** TEXT EXCERPT **

┌──

Conserving the Nature of America
Press Release
CITES Unites to Change the Fate of Pangolins

September 28, 2016

Contact(s):

Johannesburg, South Africa:  Danielle Kessler
Danielle_Kessler@fws.gov
+1 571-228-1803 

USA:  Laury Parramore
703-358-2541
Laury_Parramore@fws.gov 



(Johannesburg, South Africa) Pangolins—also known as scaly anteaters--have received increased protections today under the Convention on the International Trade in Endangered Species of Wild Fauna and Flora (CITES). CITES member nations, referred to as “Parties,” voted to increase protections for pangolins by voting in favor of proposals to transfer pangolins from Appendix II to Appendix I of the treaty. There are eight species of pangolins—four are found in Asia, including one that is endemic to the Philippines, while four others occur in Africa. Leading up to and during this meeting, the United States worked closely with a coalition of countries and non-government organizations committed to gaining support for the Appendix I-listing proposals. 

The United States co-sponsored proposals that were submitted by India, Nepal, the Philippines, Vietnam, Bhutan, Angola, Botswana, Chad, Côte d’Ivoire, Gabon, Guinea, Kenya, Liberia, Nigeria, Senegal, South Africa and Togo. The Appendix I listings were adopted with the following votes:  for the Chinese and Sunda pangolin proposal, 114 support, 1 against, and 5 abstentions. The proposals for the Indian, Philippine and African pangolins were agreed upon without the need for a vote and without opposition.

“The United States has been determined to do everything we can to support range states in their fight to protect pangolins, the world’s most trafficked mammals, by seeking Appendix I CITES status, the highest international protection possible,” said U.S. Fish and Wildlife Service (Service) Director Dan Ashe, head of the U.S. delegation to the treaty’s 17th Conference of the Parties in Johannesburg. “Swift and strategic international cooperation is essential to preventing the extinction of the eight species of pangolins. A CITES Appendix I listing will prohibit international commercial trade and empower range states to increase domestic protections to fight the tremendous threats facing the species. We are thrilled with this outcome.”

Pangolins, or scaly anteaters, are nocturnal, ant- and termite-eating mammals whose bodies are covered with overlapping scales made of keratin, the same protein that forms human hair and finger nails, and rhino horn. Both Asian and African pangolin species are threatened by international trafficking, primarily for use of their scales for traditional Asian medicine and as a luxury food in East Asia. In Africa, hunting of pangolins for local use as bushmeat and for traditional medicine is also occurring at unsustainable rates.

└──

** WORK INSTRUCTION 1 **
Transcribe part of the pangolin press release. Begin at the words "The United States co-sponsored" and stop after "and without opposition.".
** WORK INSTRUCTION 2 **
Answer each question from the pangolin press release.
(a) How many pangolin species occur in Africa?
(b) How many abstentions were recorded in the vote on the Chinese and Sunda pangolin proposal?
(c) What protein are pangolin scales made of?
** WORK INSTRUCTION 3 **
Translate this sentence from the pangolin press release into Spanish: "There are eight species of pangolins—four are found in Asia, including one that is endemic to the Philippines, while four others occur in Africa."
The data after this point are separate from the pangolin press release.

** EXCERPTED RECORDS **
┌──

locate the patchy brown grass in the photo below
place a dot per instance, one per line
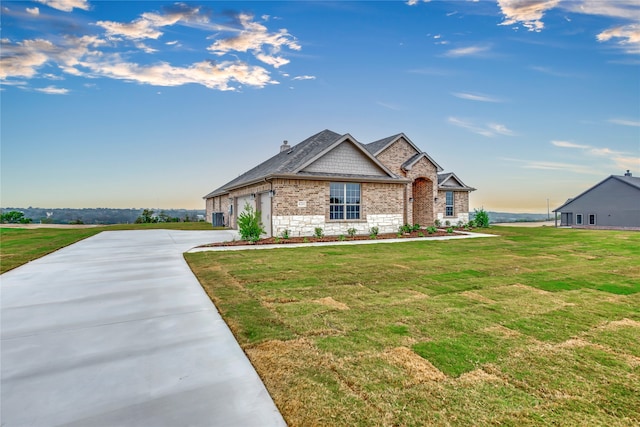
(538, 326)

└──
┌──

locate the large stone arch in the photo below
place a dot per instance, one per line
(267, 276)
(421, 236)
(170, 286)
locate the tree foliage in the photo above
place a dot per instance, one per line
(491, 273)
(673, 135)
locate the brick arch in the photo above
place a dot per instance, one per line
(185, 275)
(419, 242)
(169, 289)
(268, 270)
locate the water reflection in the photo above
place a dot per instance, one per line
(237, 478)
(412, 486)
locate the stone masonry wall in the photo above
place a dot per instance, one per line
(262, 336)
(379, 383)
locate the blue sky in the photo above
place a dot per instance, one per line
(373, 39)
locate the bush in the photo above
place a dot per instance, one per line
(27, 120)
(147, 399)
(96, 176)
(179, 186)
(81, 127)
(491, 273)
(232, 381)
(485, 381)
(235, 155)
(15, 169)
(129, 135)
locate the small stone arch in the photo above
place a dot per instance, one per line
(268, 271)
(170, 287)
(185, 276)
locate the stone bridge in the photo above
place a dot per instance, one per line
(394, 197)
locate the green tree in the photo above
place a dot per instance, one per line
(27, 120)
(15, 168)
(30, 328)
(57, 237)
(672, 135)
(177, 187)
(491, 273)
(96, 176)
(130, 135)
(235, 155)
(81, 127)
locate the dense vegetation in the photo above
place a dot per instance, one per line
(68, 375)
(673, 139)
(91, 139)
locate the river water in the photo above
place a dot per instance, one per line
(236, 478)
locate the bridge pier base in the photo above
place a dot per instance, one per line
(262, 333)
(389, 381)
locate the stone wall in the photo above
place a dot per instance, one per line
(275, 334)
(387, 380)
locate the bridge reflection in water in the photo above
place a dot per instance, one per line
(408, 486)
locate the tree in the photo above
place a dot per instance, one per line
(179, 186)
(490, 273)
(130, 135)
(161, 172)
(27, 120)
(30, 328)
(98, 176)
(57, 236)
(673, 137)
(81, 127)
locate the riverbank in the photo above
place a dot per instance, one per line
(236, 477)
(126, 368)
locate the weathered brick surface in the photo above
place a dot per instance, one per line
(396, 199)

└──

** FINAL ANSWER 1 **
The United States co-sponsored proposals that were submitted by India, Nepal, the Philippines, Vietnam, Bhutan, Angola, Botswana, Chad, Côte d’Ivoire, Gabon, Guinea, Kenya, Liberia, Nigeria, Senegal, South Africa and Togo. The Appendix I listings were adopted with the following votes:  for the Chinese and Sunda pangolin proposal, 114 support, 1 against, and 5 abstentions. The proposals for the Indian, Philippine and African pangolins were agreed upon without the need for a vote and without opposition.

** FINAL ANSWER 2 **
(a) Four
(b) Five
(c) Keratin

** FINAL ANSWER 3 **
Hay ocho especies de pangolines: cuatro se encuentran en Asia, incluida una que es endémica de Filipinas, mientras que otras cuatro habitan en África.